Stored items:

▼

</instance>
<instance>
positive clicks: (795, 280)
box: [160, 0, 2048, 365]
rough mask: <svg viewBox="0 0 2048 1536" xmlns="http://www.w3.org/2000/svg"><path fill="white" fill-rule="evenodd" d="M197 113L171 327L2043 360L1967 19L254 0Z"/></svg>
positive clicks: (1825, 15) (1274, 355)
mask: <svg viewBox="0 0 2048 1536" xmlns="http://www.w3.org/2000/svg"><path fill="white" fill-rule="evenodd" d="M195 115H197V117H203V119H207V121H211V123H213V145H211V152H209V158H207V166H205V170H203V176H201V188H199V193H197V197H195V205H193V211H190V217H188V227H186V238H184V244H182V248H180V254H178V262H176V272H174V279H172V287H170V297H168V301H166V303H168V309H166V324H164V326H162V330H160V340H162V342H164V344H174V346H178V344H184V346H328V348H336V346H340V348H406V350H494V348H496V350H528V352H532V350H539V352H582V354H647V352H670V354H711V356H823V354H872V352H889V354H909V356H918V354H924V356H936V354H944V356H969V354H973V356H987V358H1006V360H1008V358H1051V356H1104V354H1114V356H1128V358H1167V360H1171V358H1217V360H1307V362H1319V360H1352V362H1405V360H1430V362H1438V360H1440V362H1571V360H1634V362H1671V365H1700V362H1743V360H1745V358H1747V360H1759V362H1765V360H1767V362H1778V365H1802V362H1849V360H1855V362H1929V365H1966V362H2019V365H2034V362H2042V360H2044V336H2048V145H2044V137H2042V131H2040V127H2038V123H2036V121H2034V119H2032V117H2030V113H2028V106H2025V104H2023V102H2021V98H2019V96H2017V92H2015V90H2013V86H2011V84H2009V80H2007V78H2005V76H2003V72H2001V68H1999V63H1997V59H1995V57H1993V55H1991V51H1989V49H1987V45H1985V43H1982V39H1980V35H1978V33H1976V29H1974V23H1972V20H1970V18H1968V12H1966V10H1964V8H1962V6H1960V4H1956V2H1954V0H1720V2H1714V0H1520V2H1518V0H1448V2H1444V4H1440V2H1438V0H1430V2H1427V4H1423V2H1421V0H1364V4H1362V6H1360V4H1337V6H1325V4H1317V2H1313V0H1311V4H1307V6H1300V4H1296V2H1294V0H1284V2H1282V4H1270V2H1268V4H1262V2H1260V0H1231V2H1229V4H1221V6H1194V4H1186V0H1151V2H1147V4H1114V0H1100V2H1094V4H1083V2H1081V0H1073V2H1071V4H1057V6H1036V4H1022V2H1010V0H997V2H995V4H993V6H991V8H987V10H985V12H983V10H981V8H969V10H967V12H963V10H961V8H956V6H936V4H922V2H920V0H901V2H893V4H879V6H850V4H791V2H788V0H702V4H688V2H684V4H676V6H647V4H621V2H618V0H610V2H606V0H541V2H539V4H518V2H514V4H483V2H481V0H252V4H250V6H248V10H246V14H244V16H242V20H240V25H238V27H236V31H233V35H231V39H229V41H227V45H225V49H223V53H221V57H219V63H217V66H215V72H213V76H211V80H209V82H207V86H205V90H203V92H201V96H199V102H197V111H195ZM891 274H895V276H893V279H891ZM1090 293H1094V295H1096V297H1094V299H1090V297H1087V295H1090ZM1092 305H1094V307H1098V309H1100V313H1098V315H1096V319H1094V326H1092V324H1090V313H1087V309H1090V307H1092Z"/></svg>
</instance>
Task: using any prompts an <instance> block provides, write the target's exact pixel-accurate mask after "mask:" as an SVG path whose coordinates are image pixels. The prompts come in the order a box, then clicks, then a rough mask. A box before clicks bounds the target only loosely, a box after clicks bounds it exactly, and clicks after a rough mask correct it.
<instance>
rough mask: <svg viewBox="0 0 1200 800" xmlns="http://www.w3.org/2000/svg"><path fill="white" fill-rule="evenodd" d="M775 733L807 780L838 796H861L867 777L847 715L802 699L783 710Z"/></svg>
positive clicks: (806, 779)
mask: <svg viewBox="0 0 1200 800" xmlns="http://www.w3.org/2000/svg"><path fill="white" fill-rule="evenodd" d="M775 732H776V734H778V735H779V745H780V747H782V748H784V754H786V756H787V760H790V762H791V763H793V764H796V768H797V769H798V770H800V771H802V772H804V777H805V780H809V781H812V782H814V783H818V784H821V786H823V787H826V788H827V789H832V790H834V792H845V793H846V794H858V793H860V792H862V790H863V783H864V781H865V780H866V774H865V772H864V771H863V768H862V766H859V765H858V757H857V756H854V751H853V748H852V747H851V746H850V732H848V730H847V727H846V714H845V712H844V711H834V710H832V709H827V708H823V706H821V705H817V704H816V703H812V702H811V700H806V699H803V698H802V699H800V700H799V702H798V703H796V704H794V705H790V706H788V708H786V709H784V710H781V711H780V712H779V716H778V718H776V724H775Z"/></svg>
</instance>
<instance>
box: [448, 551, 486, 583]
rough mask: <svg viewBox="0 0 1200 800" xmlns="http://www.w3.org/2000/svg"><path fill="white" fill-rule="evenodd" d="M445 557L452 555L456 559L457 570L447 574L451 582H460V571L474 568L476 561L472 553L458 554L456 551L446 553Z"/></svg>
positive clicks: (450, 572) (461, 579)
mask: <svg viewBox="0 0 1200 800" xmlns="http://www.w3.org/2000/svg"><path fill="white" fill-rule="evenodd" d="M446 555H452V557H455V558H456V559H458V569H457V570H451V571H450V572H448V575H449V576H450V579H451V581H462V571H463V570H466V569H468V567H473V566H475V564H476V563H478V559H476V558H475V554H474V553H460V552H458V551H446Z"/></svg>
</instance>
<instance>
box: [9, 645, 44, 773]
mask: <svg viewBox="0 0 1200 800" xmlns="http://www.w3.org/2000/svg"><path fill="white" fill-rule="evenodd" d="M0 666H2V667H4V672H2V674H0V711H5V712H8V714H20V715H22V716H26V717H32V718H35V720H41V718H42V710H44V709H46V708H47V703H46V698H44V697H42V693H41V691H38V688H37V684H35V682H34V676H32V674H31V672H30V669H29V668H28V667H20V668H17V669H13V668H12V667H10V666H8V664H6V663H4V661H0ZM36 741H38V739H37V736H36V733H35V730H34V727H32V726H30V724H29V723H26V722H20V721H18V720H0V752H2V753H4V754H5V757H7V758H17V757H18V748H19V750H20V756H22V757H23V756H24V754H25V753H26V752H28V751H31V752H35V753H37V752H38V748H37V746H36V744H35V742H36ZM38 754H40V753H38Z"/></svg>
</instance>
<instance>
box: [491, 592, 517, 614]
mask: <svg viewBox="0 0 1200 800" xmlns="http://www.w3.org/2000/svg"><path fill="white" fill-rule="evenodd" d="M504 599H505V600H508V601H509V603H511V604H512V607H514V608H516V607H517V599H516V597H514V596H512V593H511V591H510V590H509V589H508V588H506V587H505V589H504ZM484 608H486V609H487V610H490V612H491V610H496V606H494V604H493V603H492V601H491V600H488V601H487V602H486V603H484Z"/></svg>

▲

Output each record precisely as written.

</instance>
<instance>
positive clicks: (795, 280)
box: [160, 0, 2048, 365]
rough mask: <svg viewBox="0 0 2048 1536" xmlns="http://www.w3.org/2000/svg"><path fill="white" fill-rule="evenodd" d="M197 113L171 327L2043 360L1967 19L254 0Z"/></svg>
positive clicks: (1825, 15) (1274, 355)
mask: <svg viewBox="0 0 2048 1536" xmlns="http://www.w3.org/2000/svg"><path fill="white" fill-rule="evenodd" d="M195 115H197V117H203V119H207V121H211V123H213V145H211V152H209V158H207V166H205V170H203V176H201V188H199V193H197V197H195V205H193V211H190V217H188V227H186V238H184V244H182V248H180V254H178V262H176V272H174V279H172V287H170V297H168V301H166V303H168V309H166V324H164V326H162V330H160V340H162V342H164V344H174V346H178V344H184V346H328V348H336V346H340V348H406V350H494V348H496V350H528V352H532V350H539V352H582V354H647V352H670V354H711V356H823V354H872V352H889V354H909V356H918V354H924V356H936V354H944V356H969V354H973V356H987V358H1006V360H1008V358H1051V356H1104V354H1114V356H1128V358H1167V360H1171V358H1217V360H1307V362H1319V360H1352V362H1405V360H1430V362H1438V360H1440V362H1571V360H1634V362H1671V365H1700V362H1743V360H1745V358H1747V360H1759V362H1765V360H1767V362H1778V365H1802V362H1849V360H1855V362H1929V365H1966V362H2019V365H2034V362H2042V360H2044V336H2048V145H2044V137H2042V131H2040V127H2038V123H2036V121H2034V119H2032V117H2030V113H2028V106H2025V104H2023V102H2021V98H2019V96H2017V92H2015V90H2013V86H2011V84H2009V80H2007V78H2005V76H2003V72H2001V68H1999V63H1997V59H1995V57H1993V55H1991V51H1989V49H1987V45H1985V43H1982V39H1980V35H1978V33H1976V29H1974V23H1972V20H1970V18H1968V12H1966V10H1964V8H1962V6H1960V4H1956V2H1954V0H1720V2H1714V0H1520V2H1518V0H1448V2H1444V4H1440V2H1438V0H1430V2H1427V4H1423V2H1421V0H1364V4H1362V6H1360V4H1337V6H1325V4H1317V2H1313V0H1311V4H1307V6H1300V4H1296V2H1294V0H1284V2H1282V4H1270V2H1268V4H1262V2H1260V0H1231V2H1229V4H1221V6H1194V4H1186V0H1151V2H1147V4H1114V0H1100V2H1094V4H1083V2H1081V0H1073V2H1071V4H1057V6H1036V4H1022V2H1010V0H997V2H995V4H993V6H991V8H987V10H985V12H983V10H981V8H969V10H967V12H963V10H961V8H956V6H936V4H922V2H920V0H901V2H893V4H879V6H850V4H791V2H788V0H702V4H688V2H684V4H676V6H647V4H621V2H618V0H610V2H606V0H541V2H539V4H518V2H514V4H483V2H481V0H252V4H250V6H248V10H246V14H244V16H242V20H240V25H238V27H236V31H233V35H231V39H229V41H227V45H225V49H223V53H221V57H219V63H217V66H215V72H213V76H211V80H209V82H207V86H205V90H203V92H201V96H199V102H197V111H195ZM891 274H895V276H893V279H891ZM1090 293H1094V295H1096V297H1094V299H1090V297H1087V295H1090ZM1092 305H1094V307H1098V309H1100V313H1098V315H1096V319H1094V326H1092V324H1090V313H1087V309H1090V307H1092Z"/></svg>
</instance>
Task: using any prompts an <instance> block provides, write the target's exact pixel-accurate mask after "mask:" as an SVG path whose coordinates are image pixels. The prompts come in the order a box, then clicks, then a rough mask. A box before clicks bounds the target only loosely, a box after clicks bounds it exactly, and clicks after a rough mask correct it.
<instance>
rough mask: <svg viewBox="0 0 1200 800" xmlns="http://www.w3.org/2000/svg"><path fill="white" fill-rule="evenodd" d="M775 733L807 780L838 796H861L867 777L847 715L802 699L783 710Z"/></svg>
positive clicks: (806, 779)
mask: <svg viewBox="0 0 1200 800" xmlns="http://www.w3.org/2000/svg"><path fill="white" fill-rule="evenodd" d="M775 732H776V734H778V735H779V745H780V747H782V748H784V754H786V756H787V760H790V762H791V763H793V764H796V768H797V769H798V770H800V771H802V772H804V777H805V780H809V781H812V782H814V783H818V784H821V786H823V787H826V788H827V789H832V790H834V792H845V793H846V794H858V793H860V792H862V790H863V783H864V781H865V780H866V774H865V772H864V771H863V768H862V766H859V765H858V757H857V756H854V751H853V748H852V747H851V746H850V732H848V730H847V727H846V714H845V712H844V711H834V710H832V709H827V708H823V706H821V705H817V704H816V703H812V702H811V700H806V699H803V698H802V699H800V700H799V702H798V703H796V704H794V705H790V706H788V708H786V709H784V710H781V711H780V712H779V716H778V718H776V724H775Z"/></svg>
</instance>
<instance>
box: [448, 551, 486, 583]
rough mask: <svg viewBox="0 0 1200 800" xmlns="http://www.w3.org/2000/svg"><path fill="white" fill-rule="evenodd" d="M445 557L452 555L456 559L457 570L447 574L451 582H460V571L474 568L476 561L472 553L458 554L456 551L446 553Z"/></svg>
positive clicks: (450, 572) (461, 579)
mask: <svg viewBox="0 0 1200 800" xmlns="http://www.w3.org/2000/svg"><path fill="white" fill-rule="evenodd" d="M446 555H452V557H455V558H456V559H458V569H457V570H451V571H450V572H448V575H449V576H450V579H451V581H462V571H463V570H466V569H468V567H473V566H475V564H476V563H478V559H476V558H475V554H474V553H460V552H458V551H446Z"/></svg>
</instance>
<instance>
box: [9, 645, 44, 773]
mask: <svg viewBox="0 0 1200 800" xmlns="http://www.w3.org/2000/svg"><path fill="white" fill-rule="evenodd" d="M0 666H2V667H4V672H2V674H0V711H5V712H8V714H20V715H22V716H26V717H32V718H35V720H41V718H42V710H44V709H46V708H47V703H46V698H44V697H42V693H41V691H38V688H37V684H35V682H34V676H32V674H31V672H30V669H29V668H28V667H20V668H17V669H13V668H12V667H10V666H8V664H6V663H4V661H0ZM36 741H38V739H37V736H36V733H35V730H34V727H32V726H30V724H29V723H26V722H20V721H18V720H0V752H2V753H4V754H5V757H7V758H17V757H18V748H19V750H20V756H22V757H23V756H24V754H25V753H26V752H28V751H31V752H35V753H37V752H38V748H37V746H36V744H35V742H36ZM38 754H40V753H38Z"/></svg>
</instance>
<instance>
box: [491, 592, 517, 614]
mask: <svg viewBox="0 0 1200 800" xmlns="http://www.w3.org/2000/svg"><path fill="white" fill-rule="evenodd" d="M504 599H505V600H508V601H509V603H511V604H512V607H514V608H516V607H517V599H516V597H514V596H512V593H511V591H510V590H509V589H508V588H506V587H505V589H504ZM484 608H486V609H487V610H490V612H491V610H496V606H494V604H493V603H492V601H491V600H488V601H487V602H486V603H484Z"/></svg>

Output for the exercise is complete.